→ TASK DESCRIPTION
Print the records below exactly, starting at the first line and stopping after the line that contains "object: group of children". Leave out any pictures.
+ + +
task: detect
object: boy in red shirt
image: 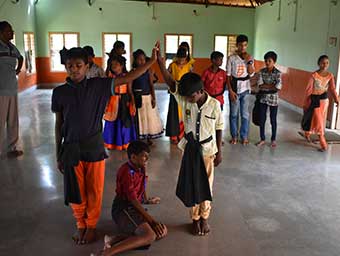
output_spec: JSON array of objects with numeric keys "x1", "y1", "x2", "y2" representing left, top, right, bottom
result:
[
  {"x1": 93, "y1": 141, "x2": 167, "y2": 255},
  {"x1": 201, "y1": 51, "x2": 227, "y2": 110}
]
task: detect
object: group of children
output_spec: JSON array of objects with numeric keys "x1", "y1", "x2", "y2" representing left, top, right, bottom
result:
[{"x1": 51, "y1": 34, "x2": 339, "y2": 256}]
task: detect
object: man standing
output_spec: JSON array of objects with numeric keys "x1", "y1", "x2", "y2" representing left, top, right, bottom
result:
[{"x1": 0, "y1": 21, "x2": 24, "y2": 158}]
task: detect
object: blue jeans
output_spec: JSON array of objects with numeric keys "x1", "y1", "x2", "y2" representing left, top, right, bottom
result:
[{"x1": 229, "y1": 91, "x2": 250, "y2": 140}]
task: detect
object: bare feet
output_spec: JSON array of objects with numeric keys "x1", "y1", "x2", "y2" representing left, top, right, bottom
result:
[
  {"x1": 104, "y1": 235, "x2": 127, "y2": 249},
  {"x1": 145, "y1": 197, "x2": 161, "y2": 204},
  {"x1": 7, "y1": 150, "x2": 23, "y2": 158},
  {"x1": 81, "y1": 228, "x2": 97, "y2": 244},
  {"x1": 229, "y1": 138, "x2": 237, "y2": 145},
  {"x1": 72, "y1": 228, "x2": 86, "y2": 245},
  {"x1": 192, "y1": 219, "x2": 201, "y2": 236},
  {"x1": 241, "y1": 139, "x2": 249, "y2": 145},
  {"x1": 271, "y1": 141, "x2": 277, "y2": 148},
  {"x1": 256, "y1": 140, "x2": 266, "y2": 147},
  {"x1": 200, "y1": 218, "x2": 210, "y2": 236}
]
+ + +
→ RESULT FOR THIS TASK
task: detect
object: boy in red shirt
image: 
output_spec: JSON array of objects with numeric keys "x1", "y1", "x2", "y2" representing left, top, right, bottom
result:
[
  {"x1": 93, "y1": 141, "x2": 167, "y2": 255},
  {"x1": 201, "y1": 51, "x2": 227, "y2": 110}
]
task: detect
object: group of children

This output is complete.